### WORK ORDER 1
Summarize the essay "Mind the Gap" in two sentences.
### WORK ORDER 2
In the essay "Mind the Gap," what does the writer say best describes the role the writer plays in the husband's children's lives?
### WORK ORDER 3
Reproduce the part of the essay "Mind the Gap" from "If my childlessness" to "the naked eye.".

### SELECTED PASSAGE
Mind the Gap


Jacqui Knight


If my childlessness felt unseen in society, and amongst my friends and family already (and it did), then becoming a childless step parent was akin to falling down a gap and becoming a mere inconceivable dot in the far and dark distance, hardly noticeable to the naked eye.

Now when those around me are talking about their children they simply ask me about my husband’s children. There isn’t a need to acknowledge or be sensitive to the fact that I don’t have any myself, because surely now I do? Well, no I don’t. I am childless not by choice, and that hasn’t changed. I will still never be a parent or a grandparent. I will never live that life. Being a step parent doesn’t change that.

I love my husband’s children, really love them. When they hurt, I hurt. When they are celebrating my heart bursts with pride. I love being in their life. I love that I have a role in their life, I best describe it as being a mentor, I am their champion, I am a confidant when they want me to be one. Quite frankly I am anything they want me to be. As I am with my nieces and nephews. I love and adore them all…. But they are not my children.

I will still never be called mum. I will never hold that unquestioning space in someone’s life. I am instead more like a parenting support team – have you phoned them? Did you return their text? Have you invited them to….? Have you heard from them? I want my husband to have the best relationship he can with them, and I want to have the best relationship I can with them, but these are two different things.

### THE DATA
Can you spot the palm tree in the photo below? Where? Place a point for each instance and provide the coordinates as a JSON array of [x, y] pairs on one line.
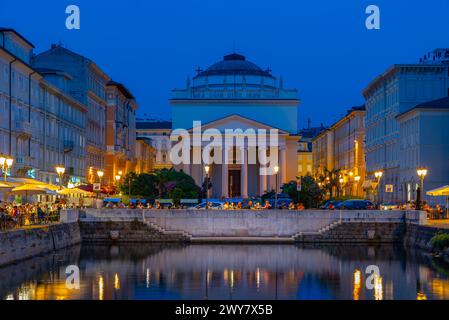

### ANSWER SPACE 1
Becoming a step parent made the writer's childlessness even less visible, as people now ask about the husband's children instead of acknowledging that the writer is childless not by choice and will never be a parent or grandparent. The writer deeply loves the stepchildren and plays a mentoring, supportive role in their lives, but they are not the writer's own children.

### ANSWER SPACE 2
Being a mentor.

### ANSWER SPACE 3
If my childlessness felt unseen in society, and amongst my friends and family already (and it did), then becoming a childless step parent was akin to falling down a gap and becoming a mere inconceivable dot in the far and dark distance, hardly noticeable to the naked eye.